Work to do =
Copy the lines of the listing below, word for word, starting at the line with "of the photographer" and going through the end of the listing.

Given records =
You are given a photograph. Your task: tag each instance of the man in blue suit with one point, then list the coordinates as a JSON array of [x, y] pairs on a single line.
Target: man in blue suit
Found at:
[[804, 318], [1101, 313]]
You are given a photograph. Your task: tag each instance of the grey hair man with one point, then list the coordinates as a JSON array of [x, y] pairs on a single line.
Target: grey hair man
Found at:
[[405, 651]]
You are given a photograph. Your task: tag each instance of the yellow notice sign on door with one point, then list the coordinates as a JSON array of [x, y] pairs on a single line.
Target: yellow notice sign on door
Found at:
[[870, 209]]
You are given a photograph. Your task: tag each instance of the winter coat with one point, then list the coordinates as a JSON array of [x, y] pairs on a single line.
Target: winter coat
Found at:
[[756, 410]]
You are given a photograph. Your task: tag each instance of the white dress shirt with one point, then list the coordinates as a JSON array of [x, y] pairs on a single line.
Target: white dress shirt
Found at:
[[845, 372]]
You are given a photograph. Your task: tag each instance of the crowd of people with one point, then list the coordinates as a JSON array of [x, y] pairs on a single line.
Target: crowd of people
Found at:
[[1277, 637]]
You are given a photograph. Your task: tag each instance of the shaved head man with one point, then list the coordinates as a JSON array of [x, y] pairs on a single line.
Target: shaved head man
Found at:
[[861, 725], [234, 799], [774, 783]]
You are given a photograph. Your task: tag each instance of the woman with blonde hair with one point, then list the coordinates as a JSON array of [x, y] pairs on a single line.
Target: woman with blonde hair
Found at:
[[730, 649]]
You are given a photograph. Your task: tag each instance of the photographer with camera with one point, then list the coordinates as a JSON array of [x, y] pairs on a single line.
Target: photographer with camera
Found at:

Expected answer =
You are given a photograph. Your task: tag each instance of the photographer with camera with one point, then list the coordinates as a JSON array of [x, y] pairs on a single line.
Target: photographer with camera
Found at:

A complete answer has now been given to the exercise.